>> Start QUOTED TEXT
The Muslim Brotherhood’s political arm, the Freedom and Justice Party (FJP), gets most of the attention these days when discussing Egypt. Criticism flows easily and the FJP’s reputation has definitely been sullied and bloodied because of their numerous sectarian and undemocratic policies.

But, what appears most remarkable is that the military establishment has been relatively unscathed in the polarized battles that have erupted the last several months. In fact, this is not accidental. It is the result of very clever political maneuvering by the country’s military leaders.

It is certainly true that FJP leader, President Mohamed Morsi, made himself an easy target by recklessly misusing his extensive constitutional authority to appoint cronies and to issue unilateral decrees.

Just in the last few months, he stacked the Constituent Assembly with an unrepresentative majority that wrote a very controversial new constitution lacking internationally recognized rights for women and for workers. It was ultimately passed in December but, notably, with only one third of eligible voters showing up at the polls.

Then, Morsi shocked the nation by issuing a decree disallowing any court oversight of his decisions, an embarrassingly blatant power grab that was formally reversed only after huge public demonstrations.
>> End QUOTED TEXT
>> Start DATA LISTING
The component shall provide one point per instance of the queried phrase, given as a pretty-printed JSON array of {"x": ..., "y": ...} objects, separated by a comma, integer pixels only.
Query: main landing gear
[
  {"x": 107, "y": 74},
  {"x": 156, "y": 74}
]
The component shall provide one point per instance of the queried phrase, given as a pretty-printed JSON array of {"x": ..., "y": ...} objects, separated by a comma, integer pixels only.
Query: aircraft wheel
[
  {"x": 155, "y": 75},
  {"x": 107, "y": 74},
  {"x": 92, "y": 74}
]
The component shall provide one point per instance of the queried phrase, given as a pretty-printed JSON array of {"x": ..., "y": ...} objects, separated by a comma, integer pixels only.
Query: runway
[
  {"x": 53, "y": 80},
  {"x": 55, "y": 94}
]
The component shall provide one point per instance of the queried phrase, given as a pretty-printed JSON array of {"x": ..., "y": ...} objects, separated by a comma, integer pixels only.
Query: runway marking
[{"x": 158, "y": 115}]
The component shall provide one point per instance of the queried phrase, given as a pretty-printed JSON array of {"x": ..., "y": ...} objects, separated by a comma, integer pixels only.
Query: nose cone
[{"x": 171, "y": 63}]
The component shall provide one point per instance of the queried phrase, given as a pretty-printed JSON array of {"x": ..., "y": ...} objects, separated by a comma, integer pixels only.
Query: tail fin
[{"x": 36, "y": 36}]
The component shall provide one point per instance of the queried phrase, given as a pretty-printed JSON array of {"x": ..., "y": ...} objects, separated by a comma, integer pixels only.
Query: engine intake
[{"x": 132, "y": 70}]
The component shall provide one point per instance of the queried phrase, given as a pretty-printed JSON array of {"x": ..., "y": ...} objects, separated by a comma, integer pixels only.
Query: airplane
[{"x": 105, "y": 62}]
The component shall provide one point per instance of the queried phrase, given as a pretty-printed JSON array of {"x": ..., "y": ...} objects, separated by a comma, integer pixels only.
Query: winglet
>> End DATA LISTING
• [PARTS OF THE EXERCISE]
A. Answer these questions using the passage on Egyptian politics:
(i) Of which organization is the Freedom and Justice Party the political arm?
(ii) What share of eligible voters turned out when the new constitution was passed?
(iii) What did Morsi's decree disallow?
B. Reproduce the passage on Egyptian politics starting at "The Muslim Brotherhood’s" and ending at "country’s military leaders.", swapping "military establishment" for "armed forces".
C. Summarize the passage on Egyptian politics in two sentences.
This material was taken from a separate source.

• [RESULTS OF THE TASKS]
A.
(i) The Muslim Brotherhood.
(ii) Only one third.
(iii) Any court oversight of his decisions.

B.
The Muslim Brotherhood’s political arm, the Freedom and Justice Party (FJP), gets most of the attention these days when discussing Egypt. Criticism flows easily and the FJP’s reputation has definitely been sullied and bloodied because of their numerous sectarian and undemocratic policies.

But, what appears most remarkable is that the armed forces has been relatively unscathed in the polarized battles that have erupted the last several months. In fact, this is not accidental. It is the result of very clever political maneuvering by the country’s military leaders.

C. The Muslim Brotherhood's Freedom and Justice Party draws most of the criticism in Egypt, while the military establishment has stayed relatively unscathed through clever political maneuvering by its leaders. President Mohamed Morsi made himself an easy target by misusing his authority: he stacked the Constituent Assembly that wrote a controversial constitution and issued a decree barring court oversight of his decisions, which was reversed only after huge demonstrations.